## Start Available data
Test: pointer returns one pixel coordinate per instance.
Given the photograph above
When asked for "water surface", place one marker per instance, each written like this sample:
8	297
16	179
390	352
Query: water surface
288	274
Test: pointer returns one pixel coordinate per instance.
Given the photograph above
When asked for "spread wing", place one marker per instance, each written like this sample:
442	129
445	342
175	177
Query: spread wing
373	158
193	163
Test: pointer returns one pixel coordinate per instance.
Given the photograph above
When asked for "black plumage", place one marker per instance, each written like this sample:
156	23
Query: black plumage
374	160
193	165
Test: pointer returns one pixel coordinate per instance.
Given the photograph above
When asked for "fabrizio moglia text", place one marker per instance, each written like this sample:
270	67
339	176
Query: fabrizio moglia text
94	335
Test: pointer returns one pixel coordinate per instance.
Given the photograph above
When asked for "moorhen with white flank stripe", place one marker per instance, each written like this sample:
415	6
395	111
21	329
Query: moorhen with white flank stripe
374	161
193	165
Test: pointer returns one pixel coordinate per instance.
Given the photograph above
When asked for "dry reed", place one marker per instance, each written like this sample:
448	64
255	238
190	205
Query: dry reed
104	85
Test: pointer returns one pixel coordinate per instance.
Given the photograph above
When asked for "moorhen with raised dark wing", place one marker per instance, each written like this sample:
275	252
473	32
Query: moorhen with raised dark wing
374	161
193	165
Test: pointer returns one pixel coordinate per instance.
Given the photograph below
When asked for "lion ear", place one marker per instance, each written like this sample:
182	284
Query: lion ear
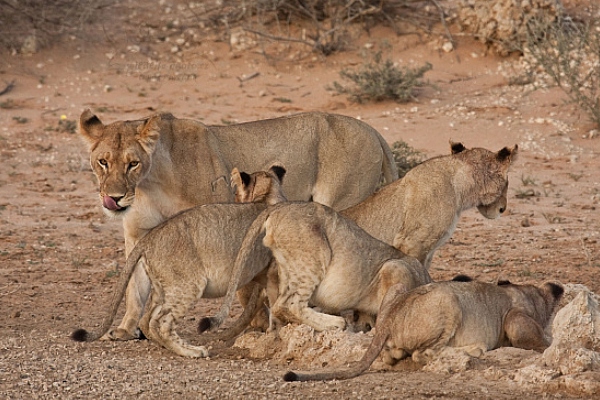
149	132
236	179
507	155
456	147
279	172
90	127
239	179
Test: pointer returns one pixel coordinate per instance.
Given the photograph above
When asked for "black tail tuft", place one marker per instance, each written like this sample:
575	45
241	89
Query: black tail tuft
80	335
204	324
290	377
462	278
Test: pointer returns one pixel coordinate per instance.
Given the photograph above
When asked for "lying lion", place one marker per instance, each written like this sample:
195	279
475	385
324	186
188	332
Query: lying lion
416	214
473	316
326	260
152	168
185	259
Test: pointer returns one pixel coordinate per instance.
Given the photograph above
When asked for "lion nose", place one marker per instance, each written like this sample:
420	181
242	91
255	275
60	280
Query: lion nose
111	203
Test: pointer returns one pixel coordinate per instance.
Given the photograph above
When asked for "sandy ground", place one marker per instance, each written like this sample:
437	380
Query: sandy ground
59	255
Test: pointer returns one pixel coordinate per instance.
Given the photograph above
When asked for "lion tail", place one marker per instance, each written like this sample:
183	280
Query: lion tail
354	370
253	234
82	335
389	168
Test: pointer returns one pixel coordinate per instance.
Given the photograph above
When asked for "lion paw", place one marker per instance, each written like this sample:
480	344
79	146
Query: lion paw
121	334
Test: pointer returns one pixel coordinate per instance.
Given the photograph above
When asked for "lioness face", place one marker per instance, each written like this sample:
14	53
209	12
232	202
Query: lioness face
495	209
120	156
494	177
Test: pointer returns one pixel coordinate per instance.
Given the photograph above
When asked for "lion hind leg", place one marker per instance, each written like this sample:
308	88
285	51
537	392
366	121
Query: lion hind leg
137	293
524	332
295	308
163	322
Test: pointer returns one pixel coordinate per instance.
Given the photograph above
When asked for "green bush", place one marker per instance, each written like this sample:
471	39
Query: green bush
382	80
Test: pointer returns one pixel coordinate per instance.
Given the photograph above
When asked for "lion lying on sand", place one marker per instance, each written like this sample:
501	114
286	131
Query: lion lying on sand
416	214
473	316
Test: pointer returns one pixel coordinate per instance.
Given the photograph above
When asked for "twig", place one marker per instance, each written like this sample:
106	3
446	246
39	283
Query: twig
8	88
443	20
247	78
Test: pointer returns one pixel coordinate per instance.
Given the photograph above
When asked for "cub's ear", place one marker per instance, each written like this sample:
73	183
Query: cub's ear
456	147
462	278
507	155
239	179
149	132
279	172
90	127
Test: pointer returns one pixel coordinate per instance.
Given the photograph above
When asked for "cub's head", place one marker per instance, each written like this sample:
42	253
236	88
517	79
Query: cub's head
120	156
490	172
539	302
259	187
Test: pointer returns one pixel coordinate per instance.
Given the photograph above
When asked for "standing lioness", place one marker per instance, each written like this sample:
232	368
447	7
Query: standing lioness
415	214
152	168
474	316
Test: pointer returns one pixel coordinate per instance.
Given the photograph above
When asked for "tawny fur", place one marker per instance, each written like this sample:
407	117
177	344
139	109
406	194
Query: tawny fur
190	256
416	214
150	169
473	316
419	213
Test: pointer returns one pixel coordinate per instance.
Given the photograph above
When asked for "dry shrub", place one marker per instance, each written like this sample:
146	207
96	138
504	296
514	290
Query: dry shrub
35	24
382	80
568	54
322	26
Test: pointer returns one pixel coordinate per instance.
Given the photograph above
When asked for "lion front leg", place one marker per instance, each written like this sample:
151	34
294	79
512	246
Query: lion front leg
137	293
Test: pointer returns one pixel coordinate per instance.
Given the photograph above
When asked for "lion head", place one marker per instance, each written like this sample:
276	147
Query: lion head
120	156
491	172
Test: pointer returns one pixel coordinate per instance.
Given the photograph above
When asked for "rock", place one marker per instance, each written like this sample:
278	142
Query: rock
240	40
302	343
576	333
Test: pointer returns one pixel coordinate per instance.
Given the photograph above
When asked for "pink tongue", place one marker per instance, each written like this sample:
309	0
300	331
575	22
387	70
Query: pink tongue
## End Available data
» **Exercise**
Pictures are excluded; copy all other data exactly as shown.

» **Exercise result**
Test: pointer returns one pixel coordinate per instance.
Given the photograph above
When asked for "water surface", place one marker per instance, each written like this sample:
8	297
16	179
390	352
Query: water surface
288	274
Test: pointer returns one pixel coordinate per instance.
Given the photograph above
When asked for "spread wing", place one marker per instance, each written like this sample:
442	129
445	342
175	177
Query: spread wing
373	158
193	163
Test: pointer returns one pixel coordinate per instance.
Given the photograph above
When asked for "black plumage", place one marker per instance, each written like this sample:
156	23
Query: black plumage
374	160
193	165
Test: pointer returns one pixel coordinate per instance.
Given the photograph above
When asked for "fabrizio moglia text", place one marker per instance, each written like this sample:
270	67
339	176
Query: fabrizio moglia text
94	335
Test: pointer returns one pixel coordinate per instance.
Given the photograph above
When asked for "moorhen with white flank stripe", place one marker per instance, each written like this sample:
415	6
395	111
21	329
Query: moorhen with white flank stripe
374	161
193	165
Test: pointer returns one pixel coordinate per instance.
Given the photograph above
When asked for "dry reed", place one marker per instance, each written like this sample:
448	64
255	238
190	205
Query: dry reed
104	85
Test: pointer returns one pixel coordinate per instance.
Given the photograph above
When asked for "moorhen with raised dark wing", place one marker per instance, each written like this sample:
275	252
473	32
Query: moorhen with raised dark wing
374	161
193	165
Test: pointer returns one pixel coordinate per instance.
Given the photograph below
When asked for "lion ear", place one marker per instance, each written like this sample:
182	284
Query: lion ear
149	132
236	179
507	155
456	147
279	172
90	127
239	179
Test: pointer returns one pixel coordinate per instance.
Given the photograph above
When asked for "black tail tuft", place one marker per instance, each written like this sample:
575	45
241	89
Query: black tail tuft
80	335
204	324
290	377
462	278
Test: pointer returns one pixel coordinate per instance.
Given the photograph above
When asked for "lying lion", place one marker per instance, each written like this sample:
195	279
475	385
324	186
188	332
Query: lying lion
416	214
473	316
326	260
152	168
185	259
Test: pointer returns one pixel coordinate per instance.
Given the photograph above
When asked for "lion nose", place one marker per instance, each written like this sample:
420	181
242	91
255	275
60	280
Query: lion nose
111	203
Test: pointer returns one pixel coordinate per instance.
Given the photograph above
When asked for "sandy ground", place one marker per instance, each written like this sample:
437	380
Query: sandy ground
59	255
Test: pointer returns one pixel coordinate per instance.
Given the photograph above
When asked for "lion tail", place one marker per instance, each written like this sample:
183	280
Query: lion tail
354	370
253	234
82	335
389	168
Test: pointer returns one pixel coordinate per instance.
Given the photograph above
When asked for "lion paw", place one marker per instance, each written like this sample:
480	344
79	146
Query: lion paw
121	334
Test: pointer returns one pixel coordinate per instance.
Given the photograph above
When asked for "lioness face", place one marker per instance, each written like this sample:
14	53
209	12
232	202
Query: lioness face
495	209
120	156
494	177
Test: pointer returns one pixel coordinate per instance.
Given the photograph above
When asked for "lion hind leg", place one marker per instance, each written like this sample:
308	88
285	51
537	392
366	121
Query: lion hind leg
137	293
524	332
295	308
163	322
Test: pointer returns one pixel coordinate per instance.
Given the photograph above
When asked for "green bush", place one marker per instance, each written like this sample:
471	39
Query: green bush
382	80
Test: pointer returns one pixel coordinate per instance.
Given the photograph above
When asked for "lion lying on sand", place one marker per instance, each written like this sample:
501	114
286	131
Query: lion lying on sand
416	214
473	316
Test: pointer returns one pixel coordinate per instance.
Given the photograph above
When asked for "twig", place one marker per instance, each written like this sample:
106	3
446	246
39	283
Query: twig
8	88
443	20
247	78
Test: pointer returns one pixel coordinate per instance.
Given the photograph above
When asked for "cub's ear", place one marker per instance, each written like this sample:
73	183
Query: cub's ear
456	147
462	278
507	155
239	179
149	132
279	172
90	127
Test: pointer returns one pixel coordinate per instance.
Given the photograph above
When asked for "cub's head", place one marker per instance, each written like this sample:
42	253
236	88
517	79
Query: cub's head
120	156
490	172
539	302
259	187
Test: pointer returns one pixel coordinate per instance.
Given the photograph above
When asked for "standing lioness", place one marker per instance, each written like this sample:
232	368
447	7
Query: standing lioness
415	214
152	168
474	316
Test: pointer returns one pixel coordinate per instance.
Given the photograph above
When asked for "tawny fur", place one marker per instance, each written like this sample:
407	117
177	344
139	109
406	194
Query: tawny fur
190	256
416	214
150	169
473	316
419	213
Test: pointer returns one pixel coordinate per instance.
Given the photograph above
When asked for "dry shrub", place one marker per instance, each written like this sample:
146	207
96	138
504	296
514	290
Query: dry shrub
35	24
382	80
568	54
322	26
Test: pointer returns one pixel coordinate per instance.
Given the photograph above
When asked for "lion front leg", place one marker per instance, each written like this sample:
151	34
294	79
512	246
Query: lion front leg
137	293
Test: pointer returns one pixel coordinate per instance.
Given the photograph above
When asked for "lion head", place one marker per instance, each written like this sample:
276	147
Query: lion head
120	156
491	172
Test: pointer returns one pixel coordinate per instance.
Given the photograph above
When asked for "rock", place one marker per instance, each written like this sample:
278	142
Query: rock
240	40
302	343
576	333
Test: pointer returns one pixel coordinate per instance.
Given the photograph above
When asked for "pink tongue", place one marker per instance, each written like this sample:
309	0
300	331
575	22
387	70
Query: pink tongue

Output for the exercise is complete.